What you will do »
**a)** In the discussion about Sci-Hub, what does one reply say gets caught faster without journals involved?
**b)** Repeat the Sci-Hub discussion word for word, from "It's interesting that" up to and including "funding without them?".

** Extract follows **

That's not true--the most censored websites are actually inaccessible.

He did say "the most censored publication", not website.

I'm not sure how Sci-Hub qualifies as a publication, but many publications are inaccessible due to censorship.

It's interesting that this sort of thing is happening just as more and more research is piling up showing that the old peer review publishing model is less effective in every possible way than open publishing on the Internet. Errors get caught faster without journals involved. Corrections are published faster without journals involved. Bad science doesn't stick around as long without journals involved. They're just not a thing we need any more. And this is where we will find out how they actually feel about the notion that the thing which provides the better value should win in the market.

Can you get grant funding without them?

** End of Extract **
** Dataset content follows **

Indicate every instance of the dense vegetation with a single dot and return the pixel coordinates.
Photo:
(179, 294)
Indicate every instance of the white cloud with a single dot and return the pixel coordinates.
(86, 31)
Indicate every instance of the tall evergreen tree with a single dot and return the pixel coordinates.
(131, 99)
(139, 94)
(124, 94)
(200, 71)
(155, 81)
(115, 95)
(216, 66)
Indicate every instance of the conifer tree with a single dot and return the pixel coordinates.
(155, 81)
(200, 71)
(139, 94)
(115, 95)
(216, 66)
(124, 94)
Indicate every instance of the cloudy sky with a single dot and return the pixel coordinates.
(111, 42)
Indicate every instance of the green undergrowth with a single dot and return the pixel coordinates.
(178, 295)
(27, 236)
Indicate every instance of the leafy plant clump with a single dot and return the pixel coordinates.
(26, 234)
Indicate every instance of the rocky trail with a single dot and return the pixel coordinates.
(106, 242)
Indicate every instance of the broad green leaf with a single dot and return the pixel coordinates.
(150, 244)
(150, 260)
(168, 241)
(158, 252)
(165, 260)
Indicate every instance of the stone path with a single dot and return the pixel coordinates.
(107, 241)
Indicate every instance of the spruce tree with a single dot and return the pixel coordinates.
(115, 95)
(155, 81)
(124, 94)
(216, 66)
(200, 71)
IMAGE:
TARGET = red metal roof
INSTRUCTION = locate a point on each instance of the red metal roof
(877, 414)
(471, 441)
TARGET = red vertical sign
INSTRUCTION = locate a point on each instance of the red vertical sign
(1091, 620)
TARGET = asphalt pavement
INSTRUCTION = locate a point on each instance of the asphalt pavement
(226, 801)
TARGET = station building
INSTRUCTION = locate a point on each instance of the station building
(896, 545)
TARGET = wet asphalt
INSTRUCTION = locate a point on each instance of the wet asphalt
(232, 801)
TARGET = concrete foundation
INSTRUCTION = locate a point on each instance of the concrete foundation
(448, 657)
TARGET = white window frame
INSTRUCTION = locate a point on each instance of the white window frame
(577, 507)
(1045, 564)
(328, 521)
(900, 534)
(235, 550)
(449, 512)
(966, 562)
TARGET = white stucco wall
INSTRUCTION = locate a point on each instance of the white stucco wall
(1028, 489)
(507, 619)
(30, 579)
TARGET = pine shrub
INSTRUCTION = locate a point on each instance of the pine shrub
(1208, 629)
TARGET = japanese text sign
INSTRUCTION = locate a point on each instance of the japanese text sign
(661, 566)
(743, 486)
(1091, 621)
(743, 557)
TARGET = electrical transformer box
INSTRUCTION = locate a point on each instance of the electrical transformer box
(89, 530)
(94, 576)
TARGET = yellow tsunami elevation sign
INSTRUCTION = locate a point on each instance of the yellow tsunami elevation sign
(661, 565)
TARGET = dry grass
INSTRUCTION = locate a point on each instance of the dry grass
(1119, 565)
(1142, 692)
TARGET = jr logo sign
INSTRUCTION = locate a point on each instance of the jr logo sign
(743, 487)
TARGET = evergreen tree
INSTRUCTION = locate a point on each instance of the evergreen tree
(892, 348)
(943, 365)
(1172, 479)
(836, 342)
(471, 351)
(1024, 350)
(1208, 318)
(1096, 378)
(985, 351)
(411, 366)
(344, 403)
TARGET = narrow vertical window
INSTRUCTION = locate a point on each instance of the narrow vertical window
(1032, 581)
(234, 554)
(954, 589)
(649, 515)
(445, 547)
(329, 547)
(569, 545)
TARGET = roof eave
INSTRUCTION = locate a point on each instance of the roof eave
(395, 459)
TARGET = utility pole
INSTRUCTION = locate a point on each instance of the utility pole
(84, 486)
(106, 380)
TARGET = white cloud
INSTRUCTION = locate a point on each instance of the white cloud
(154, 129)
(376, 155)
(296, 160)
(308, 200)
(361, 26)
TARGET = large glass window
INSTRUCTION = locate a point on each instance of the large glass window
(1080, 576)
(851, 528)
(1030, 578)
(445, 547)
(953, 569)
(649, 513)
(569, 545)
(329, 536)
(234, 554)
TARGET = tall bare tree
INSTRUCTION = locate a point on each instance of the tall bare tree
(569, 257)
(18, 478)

** End of Dataset content **
** Dataset content follows **

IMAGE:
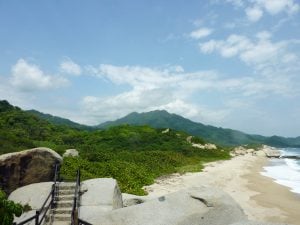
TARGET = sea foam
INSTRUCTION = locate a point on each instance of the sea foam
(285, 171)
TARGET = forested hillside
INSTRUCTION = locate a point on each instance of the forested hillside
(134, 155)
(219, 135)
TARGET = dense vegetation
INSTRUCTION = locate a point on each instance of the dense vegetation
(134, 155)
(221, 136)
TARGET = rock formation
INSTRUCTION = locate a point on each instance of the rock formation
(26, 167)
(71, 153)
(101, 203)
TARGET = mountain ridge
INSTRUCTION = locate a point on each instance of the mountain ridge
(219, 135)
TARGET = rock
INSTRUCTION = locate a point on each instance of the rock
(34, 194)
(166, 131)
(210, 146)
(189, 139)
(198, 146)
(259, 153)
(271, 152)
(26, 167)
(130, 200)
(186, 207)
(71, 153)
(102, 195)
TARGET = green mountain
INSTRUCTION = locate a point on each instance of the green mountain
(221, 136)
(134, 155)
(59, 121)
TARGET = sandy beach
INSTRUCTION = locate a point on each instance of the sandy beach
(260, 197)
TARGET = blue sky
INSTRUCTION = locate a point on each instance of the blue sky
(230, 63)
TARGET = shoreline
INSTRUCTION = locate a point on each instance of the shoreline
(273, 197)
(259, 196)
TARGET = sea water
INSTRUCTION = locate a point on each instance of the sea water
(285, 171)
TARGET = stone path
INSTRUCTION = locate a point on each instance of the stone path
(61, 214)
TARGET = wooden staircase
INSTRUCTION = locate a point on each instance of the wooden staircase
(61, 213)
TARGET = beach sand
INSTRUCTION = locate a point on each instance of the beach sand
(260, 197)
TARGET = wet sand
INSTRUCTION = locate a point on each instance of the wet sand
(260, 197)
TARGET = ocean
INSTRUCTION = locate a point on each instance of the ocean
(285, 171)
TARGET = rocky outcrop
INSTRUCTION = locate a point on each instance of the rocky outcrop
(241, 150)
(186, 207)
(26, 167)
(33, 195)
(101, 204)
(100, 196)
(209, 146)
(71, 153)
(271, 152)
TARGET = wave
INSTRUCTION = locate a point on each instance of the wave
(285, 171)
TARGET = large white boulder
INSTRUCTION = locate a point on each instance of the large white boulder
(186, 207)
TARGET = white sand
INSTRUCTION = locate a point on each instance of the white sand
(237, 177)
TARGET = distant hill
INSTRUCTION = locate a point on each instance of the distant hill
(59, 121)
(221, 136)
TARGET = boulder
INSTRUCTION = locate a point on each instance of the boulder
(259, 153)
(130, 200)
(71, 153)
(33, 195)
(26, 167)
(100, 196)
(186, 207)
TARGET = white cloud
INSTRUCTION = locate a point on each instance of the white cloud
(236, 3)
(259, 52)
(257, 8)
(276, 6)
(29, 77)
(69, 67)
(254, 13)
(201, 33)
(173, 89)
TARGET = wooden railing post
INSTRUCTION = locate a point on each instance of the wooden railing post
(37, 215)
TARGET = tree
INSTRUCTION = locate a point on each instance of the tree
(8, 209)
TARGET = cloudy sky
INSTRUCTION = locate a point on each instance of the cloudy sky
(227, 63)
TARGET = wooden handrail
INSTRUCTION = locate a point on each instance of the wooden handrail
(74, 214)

** End of Dataset content **

Responses by item number »
**a)** Errors.

**b)**
It's interesting that this sort of thing is happening just as more and more research is piling up showing that the old peer review publishing model is less effective in every possible way than open publishing on the Internet. Errors get caught faster without journals involved. Corrections are published faster without journals involved. Bad science doesn't stick around as long without journals involved. They're just not a thing we need any more. And this is where we will find out how they actually feel about the notion that the thing which provides the better value should win in the market.

Can you get grant funding without them?